Challenge 1:
Answer these questions about the Form 8-K:
(a) What date is given for the earliest event reported?
(b) At what street address are the principal executive offices?
(c) What is the registrant's telephone number?

Article:
--
UNITED STATES
SECURITIES AND EXCHANGE COMMISSION
WASHINGTON, D.C. 20549
FORM 8-K
CURRENT REPORT
PURSUANT TO SECTION 13 OR 15(D) OF THE SECURITIES EXCHANGE ACT OF 1934
Date of Report (Date of earliest
event reported) September 11, 2018
PacWest Bancorp
(Exact name of registrant as specified in its charter)
Delaware | | 001-36408 | | 33-0885320 |
(State of | | (Commission File Number) | | (IRS Employer |
Incorporation) | | | | Identification No.) |
9701 Wilshire Boulevard, Suite 700, Beverly Hills, California 90212
(Address of principal executive offices and zip code)
(310) 887-8500
(Registrant’s telephone number, including area code)
N/A
(Former name or former address, if changed since last report)
Check the appropriate box below if the Form 8-K filing is intended to simultaneously satisfy the filing obligation of the registrant under any of the following provisions (see General Instruction A.2. below):
x Written communications pursuant to Rule 425 under the Securities Act (17 CFR 230-425)
o Soliciting material pursuant to Rule 14a-12 under the Exchange Act (17 CFR 240.14a-12)
o Pre-commencement communications pursuant to Rule 14d-2(b) under the Exchange Act (17 CFR 240.14d-2(b))
o Pre-commencement communications pursuant to Rule 13e-4(c) under the Exchange Act (17 CFR 240.13e-4(c))
Indicate by check mark whether the registrant is an emerging growth company as defined in Rule 405 of the Securities Act of 1933 (§230.405 of this chapter) or Rule 12b-2 of the Securities Exchange Act of 1934 (§240.12b-2 of this chapter).
--
Records from a point labeling set:
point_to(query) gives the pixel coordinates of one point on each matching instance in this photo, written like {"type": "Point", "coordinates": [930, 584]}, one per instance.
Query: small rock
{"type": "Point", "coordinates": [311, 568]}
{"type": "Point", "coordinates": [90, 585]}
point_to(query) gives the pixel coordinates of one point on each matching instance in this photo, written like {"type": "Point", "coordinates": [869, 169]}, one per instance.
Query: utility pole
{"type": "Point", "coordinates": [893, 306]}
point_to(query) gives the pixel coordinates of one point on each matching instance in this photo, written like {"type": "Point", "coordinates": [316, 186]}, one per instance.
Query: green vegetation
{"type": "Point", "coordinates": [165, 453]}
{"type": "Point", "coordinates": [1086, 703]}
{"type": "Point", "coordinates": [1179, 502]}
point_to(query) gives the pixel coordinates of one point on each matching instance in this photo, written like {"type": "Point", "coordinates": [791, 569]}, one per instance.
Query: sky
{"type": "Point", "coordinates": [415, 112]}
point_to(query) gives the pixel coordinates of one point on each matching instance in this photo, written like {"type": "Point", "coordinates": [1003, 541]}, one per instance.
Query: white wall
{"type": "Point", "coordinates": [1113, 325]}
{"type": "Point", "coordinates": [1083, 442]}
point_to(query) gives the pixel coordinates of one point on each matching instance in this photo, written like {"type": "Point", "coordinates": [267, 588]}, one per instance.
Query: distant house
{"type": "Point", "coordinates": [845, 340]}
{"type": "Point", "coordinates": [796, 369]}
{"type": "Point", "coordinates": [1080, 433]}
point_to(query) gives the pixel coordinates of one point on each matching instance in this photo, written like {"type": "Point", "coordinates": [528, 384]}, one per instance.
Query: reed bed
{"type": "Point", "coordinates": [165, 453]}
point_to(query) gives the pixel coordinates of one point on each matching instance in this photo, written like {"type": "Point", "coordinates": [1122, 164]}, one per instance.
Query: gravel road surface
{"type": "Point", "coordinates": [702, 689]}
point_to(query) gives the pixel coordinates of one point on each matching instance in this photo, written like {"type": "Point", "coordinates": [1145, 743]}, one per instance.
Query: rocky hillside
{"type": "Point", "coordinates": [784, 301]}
--
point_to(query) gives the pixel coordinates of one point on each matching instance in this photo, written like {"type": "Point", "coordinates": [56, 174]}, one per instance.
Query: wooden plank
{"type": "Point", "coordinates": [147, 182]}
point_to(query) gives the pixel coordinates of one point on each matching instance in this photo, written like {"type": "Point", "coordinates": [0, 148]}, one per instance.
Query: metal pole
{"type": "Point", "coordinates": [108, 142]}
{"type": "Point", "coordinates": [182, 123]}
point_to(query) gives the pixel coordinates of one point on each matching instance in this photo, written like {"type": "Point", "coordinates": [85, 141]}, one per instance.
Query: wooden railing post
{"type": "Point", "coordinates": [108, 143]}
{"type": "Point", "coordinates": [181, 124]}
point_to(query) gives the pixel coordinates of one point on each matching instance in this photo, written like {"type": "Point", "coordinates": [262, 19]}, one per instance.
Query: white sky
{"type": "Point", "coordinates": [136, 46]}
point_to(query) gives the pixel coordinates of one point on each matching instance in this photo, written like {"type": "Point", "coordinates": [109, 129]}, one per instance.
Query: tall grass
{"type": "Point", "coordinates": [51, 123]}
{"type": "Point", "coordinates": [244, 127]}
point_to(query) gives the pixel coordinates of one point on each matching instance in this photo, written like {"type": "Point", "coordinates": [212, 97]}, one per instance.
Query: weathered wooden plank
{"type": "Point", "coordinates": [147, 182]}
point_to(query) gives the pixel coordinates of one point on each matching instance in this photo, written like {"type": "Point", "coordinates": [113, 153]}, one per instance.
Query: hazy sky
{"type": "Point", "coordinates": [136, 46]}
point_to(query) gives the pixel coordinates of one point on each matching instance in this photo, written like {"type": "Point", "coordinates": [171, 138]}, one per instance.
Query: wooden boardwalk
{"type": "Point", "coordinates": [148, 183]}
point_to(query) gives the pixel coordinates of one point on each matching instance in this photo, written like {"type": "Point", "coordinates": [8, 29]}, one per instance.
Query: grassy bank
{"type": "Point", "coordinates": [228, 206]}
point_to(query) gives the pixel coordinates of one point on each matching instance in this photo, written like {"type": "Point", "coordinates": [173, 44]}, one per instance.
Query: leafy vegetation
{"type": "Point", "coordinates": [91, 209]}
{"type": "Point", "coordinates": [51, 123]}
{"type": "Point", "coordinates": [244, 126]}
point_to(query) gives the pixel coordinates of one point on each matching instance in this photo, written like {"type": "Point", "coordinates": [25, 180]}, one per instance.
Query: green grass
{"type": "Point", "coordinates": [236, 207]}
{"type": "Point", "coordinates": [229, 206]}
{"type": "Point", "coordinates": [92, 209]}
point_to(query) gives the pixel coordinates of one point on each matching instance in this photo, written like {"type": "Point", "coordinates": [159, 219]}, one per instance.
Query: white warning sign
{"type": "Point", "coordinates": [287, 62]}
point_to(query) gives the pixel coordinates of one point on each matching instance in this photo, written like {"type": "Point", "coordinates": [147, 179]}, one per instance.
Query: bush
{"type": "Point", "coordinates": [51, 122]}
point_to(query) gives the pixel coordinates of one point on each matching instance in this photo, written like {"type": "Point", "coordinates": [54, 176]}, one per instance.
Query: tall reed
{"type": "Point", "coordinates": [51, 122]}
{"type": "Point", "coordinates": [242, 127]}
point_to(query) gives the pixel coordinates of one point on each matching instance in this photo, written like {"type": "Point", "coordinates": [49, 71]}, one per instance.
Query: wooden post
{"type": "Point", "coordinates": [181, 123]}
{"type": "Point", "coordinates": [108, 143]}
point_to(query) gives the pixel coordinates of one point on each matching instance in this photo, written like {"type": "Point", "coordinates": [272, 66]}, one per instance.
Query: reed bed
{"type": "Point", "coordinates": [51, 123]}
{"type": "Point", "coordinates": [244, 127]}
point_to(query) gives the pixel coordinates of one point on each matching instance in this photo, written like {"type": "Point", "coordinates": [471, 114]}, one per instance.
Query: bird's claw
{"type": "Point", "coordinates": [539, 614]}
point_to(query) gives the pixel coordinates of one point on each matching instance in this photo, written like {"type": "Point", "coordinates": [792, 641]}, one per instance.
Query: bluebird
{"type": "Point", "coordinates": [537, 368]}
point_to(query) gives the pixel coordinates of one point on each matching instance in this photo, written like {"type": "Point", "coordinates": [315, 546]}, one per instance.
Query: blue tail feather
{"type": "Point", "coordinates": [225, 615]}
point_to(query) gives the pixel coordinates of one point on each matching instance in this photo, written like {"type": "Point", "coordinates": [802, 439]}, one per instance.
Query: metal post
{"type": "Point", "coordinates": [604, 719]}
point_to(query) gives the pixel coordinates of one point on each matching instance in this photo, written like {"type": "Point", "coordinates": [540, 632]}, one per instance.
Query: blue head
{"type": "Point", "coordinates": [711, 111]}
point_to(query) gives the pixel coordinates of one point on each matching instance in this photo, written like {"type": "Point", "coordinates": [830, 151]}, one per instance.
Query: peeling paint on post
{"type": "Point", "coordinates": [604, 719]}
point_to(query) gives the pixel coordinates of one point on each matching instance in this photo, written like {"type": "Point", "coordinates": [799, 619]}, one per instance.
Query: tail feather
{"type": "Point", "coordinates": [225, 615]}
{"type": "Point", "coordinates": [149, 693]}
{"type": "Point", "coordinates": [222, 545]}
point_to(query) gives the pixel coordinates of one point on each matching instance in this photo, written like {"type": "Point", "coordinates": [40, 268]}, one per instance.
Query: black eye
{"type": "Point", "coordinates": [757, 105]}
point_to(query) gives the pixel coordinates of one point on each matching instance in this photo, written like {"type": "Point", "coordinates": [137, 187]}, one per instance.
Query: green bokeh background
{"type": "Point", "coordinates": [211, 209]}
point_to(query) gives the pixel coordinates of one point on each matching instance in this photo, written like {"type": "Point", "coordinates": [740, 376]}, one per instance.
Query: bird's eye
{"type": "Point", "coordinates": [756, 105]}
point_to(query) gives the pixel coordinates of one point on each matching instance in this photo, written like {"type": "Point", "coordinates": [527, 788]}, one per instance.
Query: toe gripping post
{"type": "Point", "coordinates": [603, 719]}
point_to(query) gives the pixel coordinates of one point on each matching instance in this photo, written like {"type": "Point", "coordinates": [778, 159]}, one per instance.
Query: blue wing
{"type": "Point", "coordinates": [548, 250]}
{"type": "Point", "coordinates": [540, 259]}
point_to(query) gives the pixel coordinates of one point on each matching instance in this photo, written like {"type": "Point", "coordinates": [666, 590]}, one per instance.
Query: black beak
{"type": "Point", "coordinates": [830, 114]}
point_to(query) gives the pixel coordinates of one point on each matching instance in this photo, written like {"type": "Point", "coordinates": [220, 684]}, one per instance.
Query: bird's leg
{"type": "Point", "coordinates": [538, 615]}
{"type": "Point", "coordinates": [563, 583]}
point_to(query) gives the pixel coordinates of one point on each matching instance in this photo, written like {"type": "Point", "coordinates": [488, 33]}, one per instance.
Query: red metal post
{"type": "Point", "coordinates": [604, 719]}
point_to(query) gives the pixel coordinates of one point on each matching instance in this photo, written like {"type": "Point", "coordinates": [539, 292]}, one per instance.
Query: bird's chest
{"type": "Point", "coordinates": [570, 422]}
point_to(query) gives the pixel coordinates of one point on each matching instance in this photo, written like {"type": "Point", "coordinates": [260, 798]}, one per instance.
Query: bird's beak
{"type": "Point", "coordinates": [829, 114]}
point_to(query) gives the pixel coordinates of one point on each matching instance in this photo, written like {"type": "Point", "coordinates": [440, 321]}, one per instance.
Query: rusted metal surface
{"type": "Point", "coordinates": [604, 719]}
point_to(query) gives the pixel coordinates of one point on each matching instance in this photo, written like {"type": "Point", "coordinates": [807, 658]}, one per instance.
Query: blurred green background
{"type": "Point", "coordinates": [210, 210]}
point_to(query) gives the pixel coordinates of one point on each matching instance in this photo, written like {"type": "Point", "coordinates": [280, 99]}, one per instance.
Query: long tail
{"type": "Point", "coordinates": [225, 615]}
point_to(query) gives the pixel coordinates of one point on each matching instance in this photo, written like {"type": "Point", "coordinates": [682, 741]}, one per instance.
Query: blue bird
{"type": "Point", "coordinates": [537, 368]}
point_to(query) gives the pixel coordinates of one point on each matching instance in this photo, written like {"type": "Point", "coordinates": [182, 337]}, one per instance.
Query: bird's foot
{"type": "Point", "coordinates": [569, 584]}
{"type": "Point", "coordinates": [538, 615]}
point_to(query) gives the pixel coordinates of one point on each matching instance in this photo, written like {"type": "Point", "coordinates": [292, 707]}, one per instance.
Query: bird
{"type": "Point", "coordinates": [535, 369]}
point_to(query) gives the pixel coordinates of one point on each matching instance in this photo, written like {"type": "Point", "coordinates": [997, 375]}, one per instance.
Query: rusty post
--
Challenge 2: Show every line of the records that contains the string "background", taking case into account.

Correct output 1:
(a) September 11, 2018
(b) 9701 Wilshire Boulevard, Suite 700, Beverly Hills, California 90212
(c) (310) 887-8500

Correct output 2:
Query: green bokeh background
Query: blurred green background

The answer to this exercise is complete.